- ABOUT THIS TASK -
Each line from the one containing "Can you find the water" through the last line of the entries below is to be transcribed exactly. Nothing else belongs in the reply.

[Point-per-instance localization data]
++++++++
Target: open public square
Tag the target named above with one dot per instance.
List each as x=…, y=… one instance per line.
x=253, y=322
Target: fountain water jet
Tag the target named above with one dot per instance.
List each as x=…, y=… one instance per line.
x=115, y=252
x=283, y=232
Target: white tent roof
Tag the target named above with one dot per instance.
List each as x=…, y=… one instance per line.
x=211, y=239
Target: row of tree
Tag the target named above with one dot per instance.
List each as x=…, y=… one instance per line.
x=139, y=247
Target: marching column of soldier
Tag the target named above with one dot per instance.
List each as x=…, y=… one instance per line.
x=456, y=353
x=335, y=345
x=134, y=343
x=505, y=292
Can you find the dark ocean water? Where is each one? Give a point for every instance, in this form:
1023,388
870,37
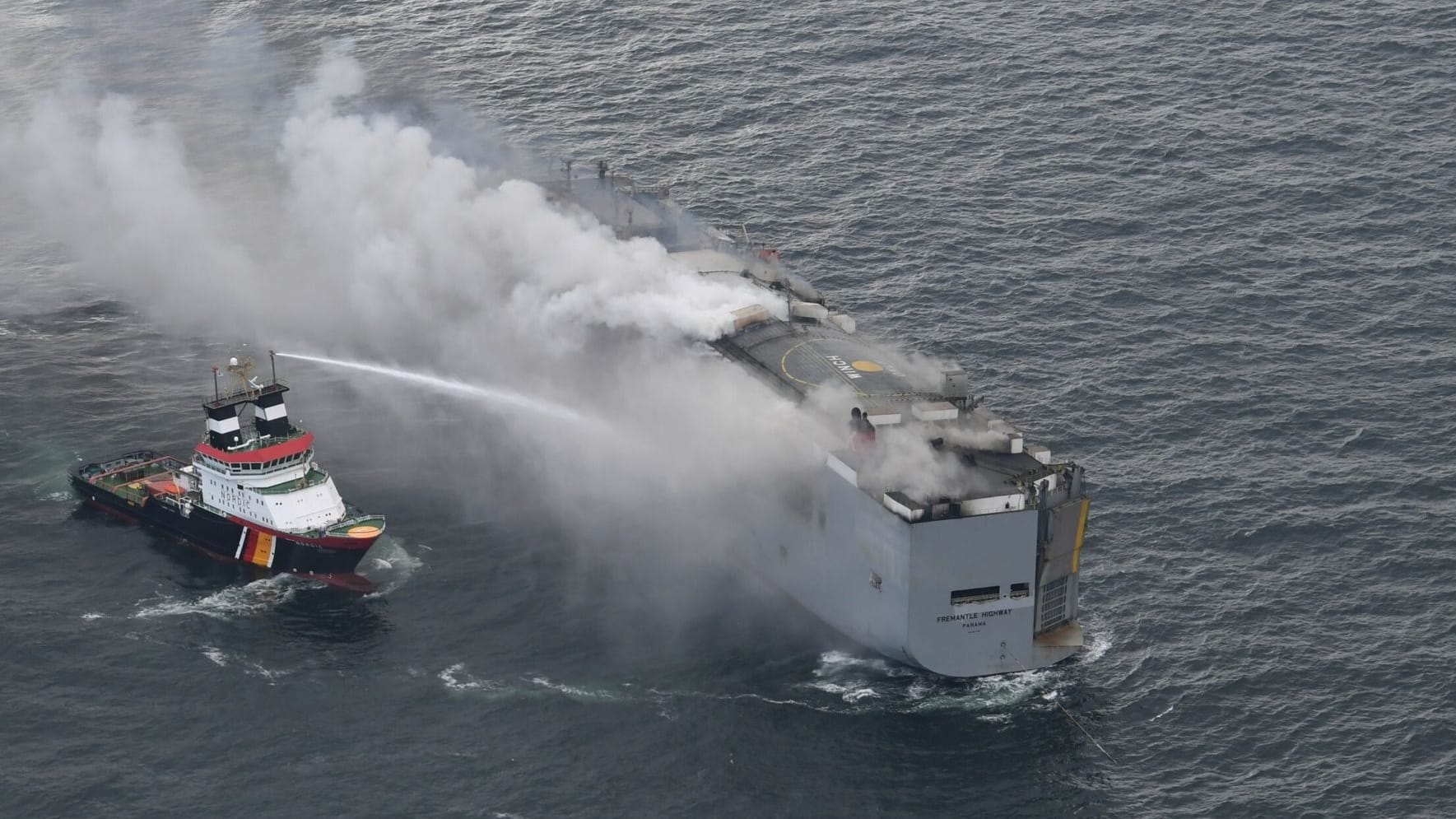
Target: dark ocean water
1204,249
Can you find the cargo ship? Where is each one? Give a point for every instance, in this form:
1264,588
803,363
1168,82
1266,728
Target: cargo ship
938,533
249,495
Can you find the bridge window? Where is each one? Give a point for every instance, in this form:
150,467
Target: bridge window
979,595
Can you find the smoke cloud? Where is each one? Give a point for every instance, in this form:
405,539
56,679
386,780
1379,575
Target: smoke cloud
359,236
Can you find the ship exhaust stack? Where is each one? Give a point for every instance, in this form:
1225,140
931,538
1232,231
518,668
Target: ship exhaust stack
223,430
270,414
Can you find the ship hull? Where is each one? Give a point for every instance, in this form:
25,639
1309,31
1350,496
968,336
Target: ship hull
236,541
891,586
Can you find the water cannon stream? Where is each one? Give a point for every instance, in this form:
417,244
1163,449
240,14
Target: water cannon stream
497,395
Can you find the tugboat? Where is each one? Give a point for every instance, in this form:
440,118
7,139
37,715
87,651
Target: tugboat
249,496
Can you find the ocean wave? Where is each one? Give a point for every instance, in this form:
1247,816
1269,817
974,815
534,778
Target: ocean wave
230,603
++++++++
- SOLUTION TO THE PROBLEM -
Can you find the water cannon stream? Where is each one? Give a point for every instance, in this form:
417,244
1163,449
240,14
Target: water cannon stream
497,395
Can you find the tugboat? Where is each one? Give a point for every instance, in this form:
440,118
7,139
37,715
87,651
Target: tugboat
249,496
Can you find the ocean wave? Where is each one? Give a point for every instance, in this form:
1247,816
1269,817
974,815
534,778
Target: ocean wave
230,603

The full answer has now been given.